● **Problem to solve**:
Reproduce the records below verbatim, line for line.

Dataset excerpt

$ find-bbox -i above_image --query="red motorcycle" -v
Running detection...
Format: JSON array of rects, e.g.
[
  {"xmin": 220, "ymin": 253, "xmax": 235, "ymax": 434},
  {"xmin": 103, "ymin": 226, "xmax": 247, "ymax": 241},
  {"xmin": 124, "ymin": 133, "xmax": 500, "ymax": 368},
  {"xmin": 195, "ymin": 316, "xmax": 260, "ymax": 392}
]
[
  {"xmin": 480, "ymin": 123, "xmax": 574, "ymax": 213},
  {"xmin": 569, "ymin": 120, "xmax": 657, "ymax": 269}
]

● **Result for this task**:
$ find-bbox -i above_image --query="red motorcycle" -v
Running detection...
Format: JSON array of rects, e.g.
[
  {"xmin": 220, "ymin": 253, "xmax": 235, "ymax": 434},
  {"xmin": 103, "ymin": 226, "xmax": 247, "ymax": 241},
  {"xmin": 124, "ymin": 133, "xmax": 500, "ymax": 368},
  {"xmin": 195, "ymin": 316, "xmax": 260, "ymax": 392}
]
[
  {"xmin": 480, "ymin": 123, "xmax": 574, "ymax": 213},
  {"xmin": 569, "ymin": 120, "xmax": 657, "ymax": 269}
]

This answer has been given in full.